START TEXT PROVIDED
Statue of a man with a surgical mask on its face

2020 Was a Year of Grief Like No Other

Statue of a man with a surgical mask on its face

With the addition of a face mask, this statue reflects the widespread grief caused by the COVID-19 pandemic. (Nick Fewings via Unsplash)

Commentary, Keisa Reynolds

At the start of the year, a series of health emergencies resulted in a diagnosis of Stage Four kidney failure for my husband. We spent weeks wondering if he was going to die less than a year into our marriage and four months into parenthood. 

Fortunately for us, the diagnosis was wrong and my husband was, in fact, healthy. However, we learned that he has a sensitivity to antibiotics and pain medication — including over-the-counter drugs that can help people manage COVID-19 symptoms. 

By late February, we were able to calm down and think of a future again, though we wondered if COVID-19 would become an issue. Our family was lucky with my husband’s misdiagnosis; however, hundreds of thousands families in the United States did not have the same fortune when the coronavirus threatened their families’ health. And it continues to threaten lives across the globe, even with mass distribution of a vaccine on the horizon. 

The vaccine may get the coronavirus under control, but it isn’t a solution to many problems presented by the pandemic. The last nine months highlighted social inequities that are often ignored. The mass loss of jobs, housing and health insurance resulted in more mutual aid projects than ever. 

Millions across the country are still waiting to receive a second stimulus check and sustainable help from our government. Some hope that President-elect Joe Biden will be the saving grace the country needs during this time. Others came to the realization that the country will be in better hands, but our lives remain at stake. 

There are over 70 million essential workers, many of whom never got to stay home. Workers in restaurant and retail industries continued to show up, even with the daily threat of the falling ill or unknowingly spreading the virus. Many people who work from home were able to order groceries that were picked, bagged and delivered by workers who didn’t get to choose how safe they felt to return to work.
END TEXT PROVIDED
[REQUIRED WORK]
1. How would this sentence from the commentary on grief in 2020 read in Spanish: "The vaccine may get the coronavirus under control, but it isn't a solution to many problems presented by the pandemic."
2. What comes next in the commentary on grief in 2020? Continue it from its final sentence.
START SUPPLIED INFORMATION
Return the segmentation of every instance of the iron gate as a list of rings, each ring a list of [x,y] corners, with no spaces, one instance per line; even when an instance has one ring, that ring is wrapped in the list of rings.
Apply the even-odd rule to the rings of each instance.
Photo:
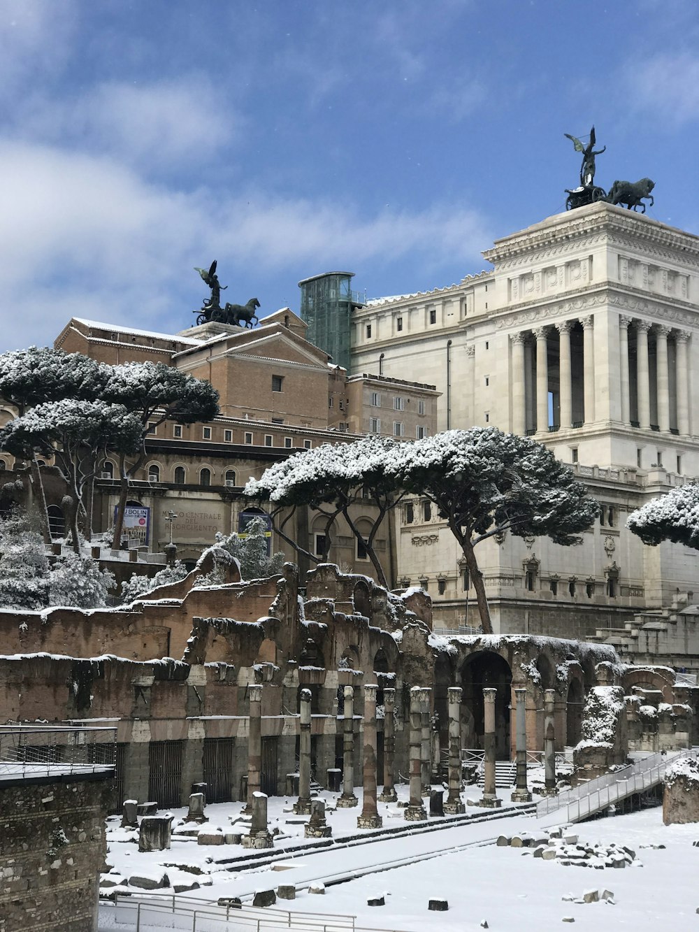
[[[262,792],[267,793],[267,796],[277,795],[277,735],[266,735],[262,739],[260,788],[262,789]]]
[[[182,741],[151,741],[148,747],[148,799],[158,808],[181,802]]]
[[[204,738],[203,775],[207,802],[233,798],[233,738]]]

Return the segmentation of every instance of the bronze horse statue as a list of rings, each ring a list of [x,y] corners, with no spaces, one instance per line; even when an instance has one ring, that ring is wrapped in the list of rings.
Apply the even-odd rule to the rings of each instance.
[[[255,310],[259,308],[260,302],[256,297],[251,297],[247,304],[229,304],[226,302],[226,307],[223,310],[222,321],[224,323],[233,323],[237,326],[240,325],[240,322],[244,321],[244,326],[254,327],[255,323],[259,323]]]

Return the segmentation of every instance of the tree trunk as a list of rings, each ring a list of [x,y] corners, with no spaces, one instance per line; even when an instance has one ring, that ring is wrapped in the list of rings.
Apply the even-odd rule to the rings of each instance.
[[[475,589],[475,600],[478,605],[478,613],[481,616],[483,633],[484,635],[491,635],[493,633],[493,623],[490,620],[490,610],[487,605],[487,598],[486,597],[486,586],[483,582],[483,573],[478,569],[478,562],[475,558],[475,554],[473,553],[473,545],[472,544],[470,538],[467,540],[462,535],[459,535],[458,540],[461,545],[461,552],[463,553],[464,559],[466,560],[466,566],[469,569],[469,575],[471,576],[473,588]]]

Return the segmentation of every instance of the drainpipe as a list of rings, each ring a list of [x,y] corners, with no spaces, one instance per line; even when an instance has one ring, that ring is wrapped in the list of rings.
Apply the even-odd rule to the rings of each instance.
[[[446,341],[446,430],[451,427],[451,340]]]

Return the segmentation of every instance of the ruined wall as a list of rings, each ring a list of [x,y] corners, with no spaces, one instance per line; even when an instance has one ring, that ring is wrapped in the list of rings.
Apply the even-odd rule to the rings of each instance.
[[[111,778],[0,780],[0,932],[92,932]]]

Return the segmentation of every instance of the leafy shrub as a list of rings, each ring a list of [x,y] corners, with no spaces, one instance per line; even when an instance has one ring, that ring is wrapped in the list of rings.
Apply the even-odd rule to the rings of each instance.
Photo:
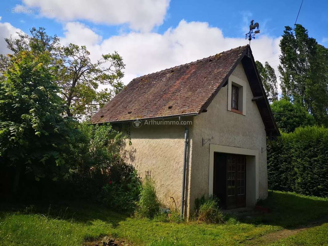
[[[110,180],[102,188],[99,199],[111,209],[133,213],[135,210],[141,190],[141,184],[136,171],[130,165],[129,172],[116,181]]]
[[[219,199],[203,195],[195,200],[195,217],[198,220],[206,223],[221,223],[224,222],[224,216],[219,206]]]
[[[46,52],[33,54],[10,56],[0,72],[0,163],[10,181],[4,189],[16,197],[22,176],[56,180],[67,170],[63,154],[77,123],[63,115],[52,61]]]
[[[270,189],[328,196],[328,129],[297,128],[268,143]]]
[[[271,107],[278,127],[284,132],[292,132],[299,127],[314,125],[314,118],[305,109],[285,99],[274,102]]]
[[[135,215],[137,217],[151,219],[158,213],[158,202],[154,181],[150,178],[146,178],[142,184],[140,200],[138,203]]]

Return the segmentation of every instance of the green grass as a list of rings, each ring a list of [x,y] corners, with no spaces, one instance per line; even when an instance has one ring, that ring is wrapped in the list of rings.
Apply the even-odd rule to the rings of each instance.
[[[58,206],[50,212],[44,205],[31,211],[17,212],[16,208],[13,212],[7,208],[0,212],[0,245],[79,246],[104,235],[136,245],[242,245],[252,238],[328,214],[328,199],[270,194],[262,202],[270,208],[271,214],[243,220],[232,217],[221,224],[136,219],[92,205],[71,205],[67,210]]]
[[[271,244],[271,246],[300,245],[328,245],[328,223],[302,231]]]

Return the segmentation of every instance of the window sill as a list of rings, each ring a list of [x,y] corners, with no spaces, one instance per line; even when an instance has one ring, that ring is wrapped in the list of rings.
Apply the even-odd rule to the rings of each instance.
[[[239,114],[242,114],[243,112],[239,111],[239,110],[237,110],[236,109],[231,109],[231,110],[230,111],[231,112],[233,112],[235,113],[239,113]]]

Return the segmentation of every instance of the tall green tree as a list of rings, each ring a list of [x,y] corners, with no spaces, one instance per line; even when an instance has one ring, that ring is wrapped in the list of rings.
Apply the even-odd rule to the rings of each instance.
[[[313,126],[315,123],[306,109],[286,99],[274,102],[270,106],[277,125],[283,132],[293,132],[297,127]]]
[[[328,126],[328,49],[297,24],[285,27],[279,44],[283,97],[304,107],[319,125]]]
[[[60,95],[68,106],[68,116],[87,119],[123,89],[121,80],[125,65],[117,52],[92,61],[85,46],[62,46],[57,36],[48,35],[43,28],[33,28],[29,35],[18,34],[16,39],[5,39],[13,53],[27,50],[34,55],[50,54],[50,65],[58,69],[51,72],[56,73],[53,75],[62,89]],[[10,61],[5,56],[0,57],[0,69],[5,70]]]
[[[264,66],[258,61],[256,61],[255,63],[260,73],[268,99],[271,102],[277,101],[278,100],[277,82],[275,70],[268,62],[265,62]]]
[[[10,58],[0,81],[0,163],[15,170],[17,188],[22,173],[57,178],[76,123],[63,115],[49,52],[23,51]]]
END SUPPLIED INFORMATION
[ANSWERS PROVIDED]
1. Puede que la vacuna controle el coronavirus, pero no es una solución para muchos de los problemas que ha planteado la pandemia.

2.
My hope is not that the vaccine allows us to live our lives fully, but that we don’t forget the lives we lost, and the lives that continue to be ignored, mocked and undervalued. Perhaps 2021 is the year of figuring out priorities — individually and collectively. 

This commitment to the right priorities should remain after the pandemic because most of us will continue to face social injustices. The pandemic did not end domestic violence, transphobia or police brutality

The killings of George Floyd, Tony McDade and Breonna Taylor inspired millions of Black people and allies across the globe to continue to fight for racial justice and abolishing police

Climate change continues to pose a threat as wildfires nearly ravaged the West Coast. Indeed, the coronavirus was not the only danger many people faced. 

Many lives were lost to accidents and illnesses, including more than 300,000 to COVID-19 alone. We also lost celebrities such as Chadwick Boseman and Alex Trebek, who died of cancer, and Kobe Bryant and Naya Rivera in unforeseen circumstances that shocked us all.

The pandemic and all that loss made us collectively accept that nothing is within our control. 2020 also taught us there’s so much about grief that we still don’t understand. Our collective mourning has not ended, and for many will not, no matter how many others wish for life to be normal again. 

But that isn’t to say that we can’t move forward from here. As I said at the end of 2019, I hope that we keep creating the world that we want to live in, and that we do it together.